▸ Items from a data source
───

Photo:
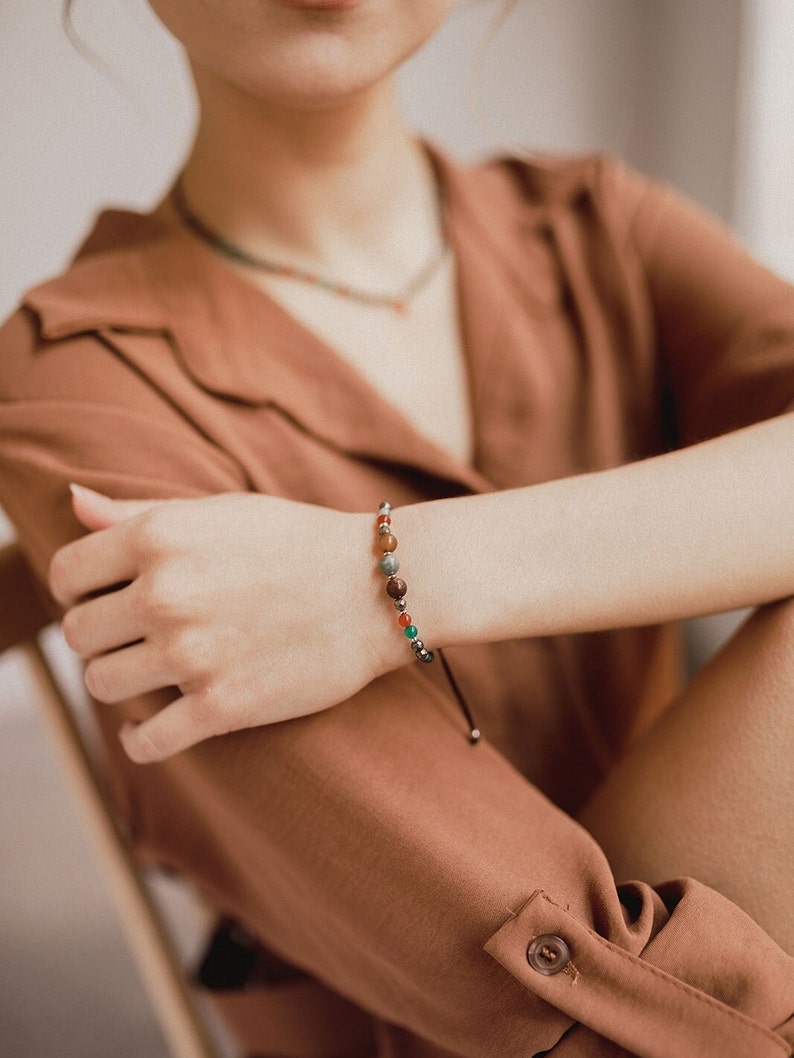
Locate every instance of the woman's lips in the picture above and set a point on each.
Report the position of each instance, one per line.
(321, 4)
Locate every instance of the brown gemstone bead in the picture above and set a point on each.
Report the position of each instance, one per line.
(395, 587)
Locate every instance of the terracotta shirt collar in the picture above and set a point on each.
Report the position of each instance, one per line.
(238, 344)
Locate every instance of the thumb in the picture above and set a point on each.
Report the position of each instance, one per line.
(97, 511)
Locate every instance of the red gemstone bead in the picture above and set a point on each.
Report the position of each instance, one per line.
(395, 587)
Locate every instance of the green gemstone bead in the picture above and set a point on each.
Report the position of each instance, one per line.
(390, 564)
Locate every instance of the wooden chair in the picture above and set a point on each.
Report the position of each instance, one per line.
(296, 1018)
(23, 615)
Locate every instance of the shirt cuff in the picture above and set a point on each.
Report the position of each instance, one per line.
(704, 980)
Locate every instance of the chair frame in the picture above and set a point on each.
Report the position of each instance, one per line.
(24, 616)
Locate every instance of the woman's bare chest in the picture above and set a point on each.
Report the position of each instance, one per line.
(414, 360)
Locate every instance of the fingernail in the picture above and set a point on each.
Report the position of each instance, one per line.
(126, 732)
(82, 491)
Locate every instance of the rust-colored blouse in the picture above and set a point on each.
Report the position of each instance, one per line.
(603, 320)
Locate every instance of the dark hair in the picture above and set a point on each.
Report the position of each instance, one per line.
(93, 58)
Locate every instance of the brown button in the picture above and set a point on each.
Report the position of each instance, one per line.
(548, 954)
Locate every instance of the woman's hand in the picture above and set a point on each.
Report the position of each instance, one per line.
(258, 609)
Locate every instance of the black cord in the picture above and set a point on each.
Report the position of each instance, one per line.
(474, 732)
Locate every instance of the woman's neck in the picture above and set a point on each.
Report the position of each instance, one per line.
(345, 187)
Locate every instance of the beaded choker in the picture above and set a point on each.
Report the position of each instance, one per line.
(398, 302)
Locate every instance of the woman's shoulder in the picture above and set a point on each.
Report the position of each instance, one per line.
(105, 279)
(107, 284)
(542, 184)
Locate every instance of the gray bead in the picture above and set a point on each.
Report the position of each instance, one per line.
(390, 564)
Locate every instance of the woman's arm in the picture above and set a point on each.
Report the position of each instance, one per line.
(700, 530)
(260, 609)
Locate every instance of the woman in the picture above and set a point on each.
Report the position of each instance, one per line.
(545, 329)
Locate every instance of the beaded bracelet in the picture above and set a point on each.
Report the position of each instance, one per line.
(396, 589)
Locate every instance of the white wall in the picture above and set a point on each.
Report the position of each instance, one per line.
(652, 79)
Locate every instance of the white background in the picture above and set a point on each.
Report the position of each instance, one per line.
(700, 92)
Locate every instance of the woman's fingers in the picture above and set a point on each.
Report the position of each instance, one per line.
(126, 673)
(98, 511)
(92, 564)
(179, 726)
(104, 623)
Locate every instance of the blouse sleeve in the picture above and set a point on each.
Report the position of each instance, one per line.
(422, 878)
(724, 323)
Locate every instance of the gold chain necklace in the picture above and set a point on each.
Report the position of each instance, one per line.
(398, 302)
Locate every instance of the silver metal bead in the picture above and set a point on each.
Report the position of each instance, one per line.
(390, 564)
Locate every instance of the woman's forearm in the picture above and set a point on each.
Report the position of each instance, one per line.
(700, 530)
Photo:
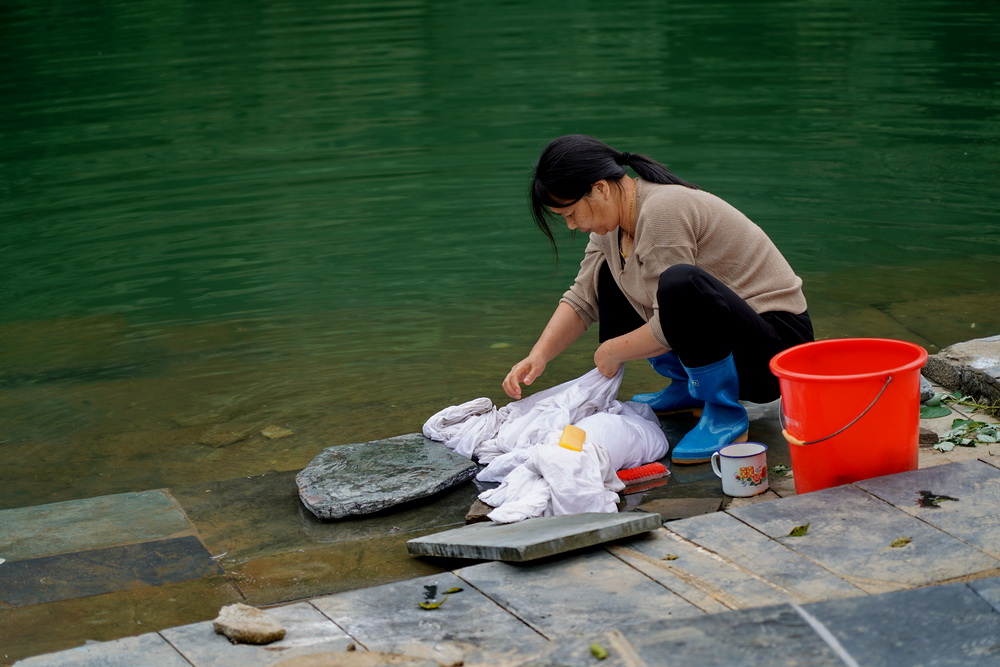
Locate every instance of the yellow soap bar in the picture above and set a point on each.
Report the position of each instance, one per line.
(572, 438)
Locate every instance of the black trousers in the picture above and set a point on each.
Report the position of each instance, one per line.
(704, 321)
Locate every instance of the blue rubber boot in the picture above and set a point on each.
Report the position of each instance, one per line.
(675, 398)
(723, 420)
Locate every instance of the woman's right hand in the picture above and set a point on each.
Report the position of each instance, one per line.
(524, 371)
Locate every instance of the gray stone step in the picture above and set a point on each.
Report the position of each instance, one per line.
(533, 538)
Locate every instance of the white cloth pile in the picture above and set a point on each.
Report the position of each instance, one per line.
(519, 443)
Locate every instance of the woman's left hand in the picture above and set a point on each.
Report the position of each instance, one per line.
(605, 359)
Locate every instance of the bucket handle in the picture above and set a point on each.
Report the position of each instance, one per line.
(795, 441)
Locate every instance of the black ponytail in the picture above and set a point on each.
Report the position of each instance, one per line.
(569, 166)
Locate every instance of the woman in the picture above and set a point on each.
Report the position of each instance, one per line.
(672, 274)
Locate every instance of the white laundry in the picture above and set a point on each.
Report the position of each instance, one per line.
(520, 445)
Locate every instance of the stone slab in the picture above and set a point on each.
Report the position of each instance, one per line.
(262, 516)
(974, 517)
(988, 589)
(84, 573)
(533, 538)
(701, 577)
(367, 477)
(467, 626)
(576, 595)
(79, 525)
(850, 534)
(941, 625)
(148, 649)
(800, 578)
(307, 631)
(764, 636)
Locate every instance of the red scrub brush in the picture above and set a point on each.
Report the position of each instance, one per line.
(643, 473)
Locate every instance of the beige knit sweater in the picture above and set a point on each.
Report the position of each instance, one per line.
(678, 225)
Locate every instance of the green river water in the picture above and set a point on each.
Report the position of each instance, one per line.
(220, 216)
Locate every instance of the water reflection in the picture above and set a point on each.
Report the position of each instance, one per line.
(231, 215)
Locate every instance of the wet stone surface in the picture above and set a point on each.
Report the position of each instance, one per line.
(363, 478)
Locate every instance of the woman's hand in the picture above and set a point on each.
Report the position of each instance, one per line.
(606, 360)
(524, 371)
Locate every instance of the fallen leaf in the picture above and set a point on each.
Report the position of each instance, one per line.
(799, 531)
(928, 499)
(432, 605)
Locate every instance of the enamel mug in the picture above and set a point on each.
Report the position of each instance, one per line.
(743, 468)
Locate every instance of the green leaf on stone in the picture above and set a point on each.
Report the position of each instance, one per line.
(598, 651)
(432, 605)
(799, 531)
(933, 411)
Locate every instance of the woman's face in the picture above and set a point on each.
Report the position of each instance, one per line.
(594, 213)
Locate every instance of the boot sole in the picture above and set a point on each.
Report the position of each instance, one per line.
(684, 462)
(666, 413)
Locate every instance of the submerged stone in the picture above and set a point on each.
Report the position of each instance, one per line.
(971, 367)
(366, 477)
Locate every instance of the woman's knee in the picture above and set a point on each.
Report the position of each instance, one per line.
(682, 279)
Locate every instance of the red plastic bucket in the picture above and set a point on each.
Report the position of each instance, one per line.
(851, 409)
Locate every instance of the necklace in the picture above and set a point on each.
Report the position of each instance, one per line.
(632, 215)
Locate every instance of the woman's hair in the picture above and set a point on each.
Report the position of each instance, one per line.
(569, 166)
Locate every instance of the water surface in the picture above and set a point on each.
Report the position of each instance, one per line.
(222, 216)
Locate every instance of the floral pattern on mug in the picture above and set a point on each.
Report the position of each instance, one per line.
(751, 475)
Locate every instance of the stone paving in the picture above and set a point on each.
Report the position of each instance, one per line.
(147, 564)
(729, 587)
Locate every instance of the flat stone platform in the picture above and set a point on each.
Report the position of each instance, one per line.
(877, 578)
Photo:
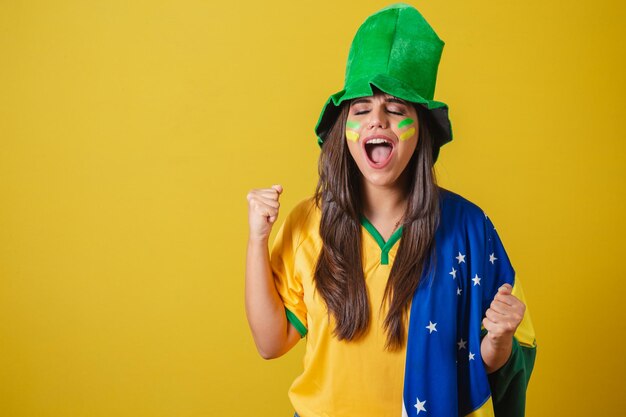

───

▸ WHAT TO PRODUCE
Your answer should consist of the lines from the line with "Locate every instance of the gray stone" to the line with "Locate every instance of the white cloth" above, repeated exactly, both ends included.

▸ TASK RESULT
Locate every instance of the gray stone step in the picture above and set a point on each.
Report the position of each instance, one per line.
(533, 538)
Locate every instance of the white cloth pile in the picture above and set a point on each.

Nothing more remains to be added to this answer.